U.S. Pat. No. 6,318,639 issued to Toth describes a thermostat with
temporary fan on function for selecting a predetermined time for
enabling operation of the air circulating fan and a period of time
for the operation.
Also see U.S. Pat. No. 6,695,218 issued to Fleckensein which
provides a system that monitors air conditioning operation and
performs calculations to determine when the building circulation
fan would improve the comfort level.
The prior art fails to automatically activate an existing
ventilation fan based on prior operation of the ventilation system
and/or in conjunction with the operation of the central air
distribution system. The present invention provides a means for a
user to select a ventilation fan operational mode and optionally
includes operation in conjunction with the operation of the air
distribution fan.
In a first embodiment, the system is selectably set for continuous
operation, manual operation, or operation of the ventilation fan
for the minimal time selected per cycle interval, including
operation due to manual user demand. In a second embodiment, the
controller provides an effective, automatic means to effect
exhaust, supply, or balanced ventilation, or a combination thereof,
in conjunction with operation of the central air conditioning
system for improved distribution of ventilation air. In a third
embodiment, the cycling system includes a means for making sure
that the central air distribution fan is ON, for a minimum selected
or determined time per interval, including operation due to demand
from, at least one of, a thermostat, humidistat, and dehumidistat
Optionally, the outside air damper would be cycled off (closed)
independent of the air distribution fan if the minimum selected or
determined ventilation time was accomplished.
SUMMARY OF THE INVENTION
A primary objective of the present invention is to provide a new
apparatus, method, system and device to exhaust and dilute polluted
indoor air and increase the distribution of fresh outdoor air
within an interior space.

DATA PROVIDED >>
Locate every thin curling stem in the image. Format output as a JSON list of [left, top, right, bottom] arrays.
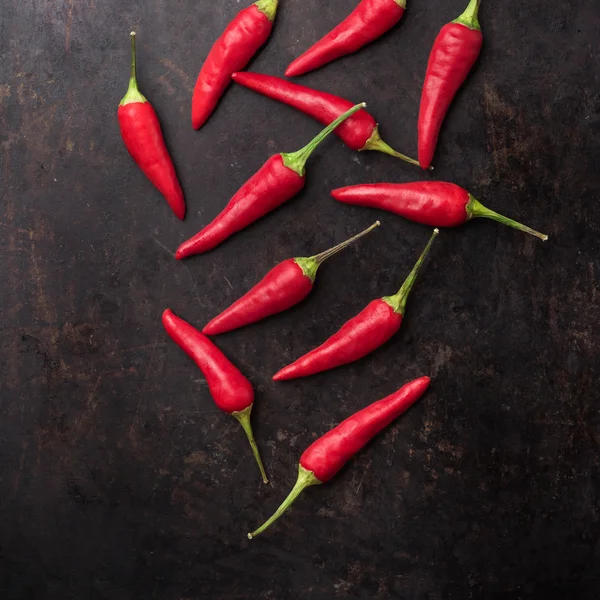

EXERCISE DIRECTIONS >> Repeat the ventilation patent passage word for word, starting with "SUMMARY OF THE" and going on through "an interior space.". Please work from the ventilation patent passage alone and leave the material aside.

SOLVED EXERCISE >>
SUMMARY OF THE INVENTION
A primary objective of the present invention is to provide a new
apparatus, method, system and device to exhaust and dilute polluted
indoor air and increase the distribution of fresh outdoor air
within an interior space.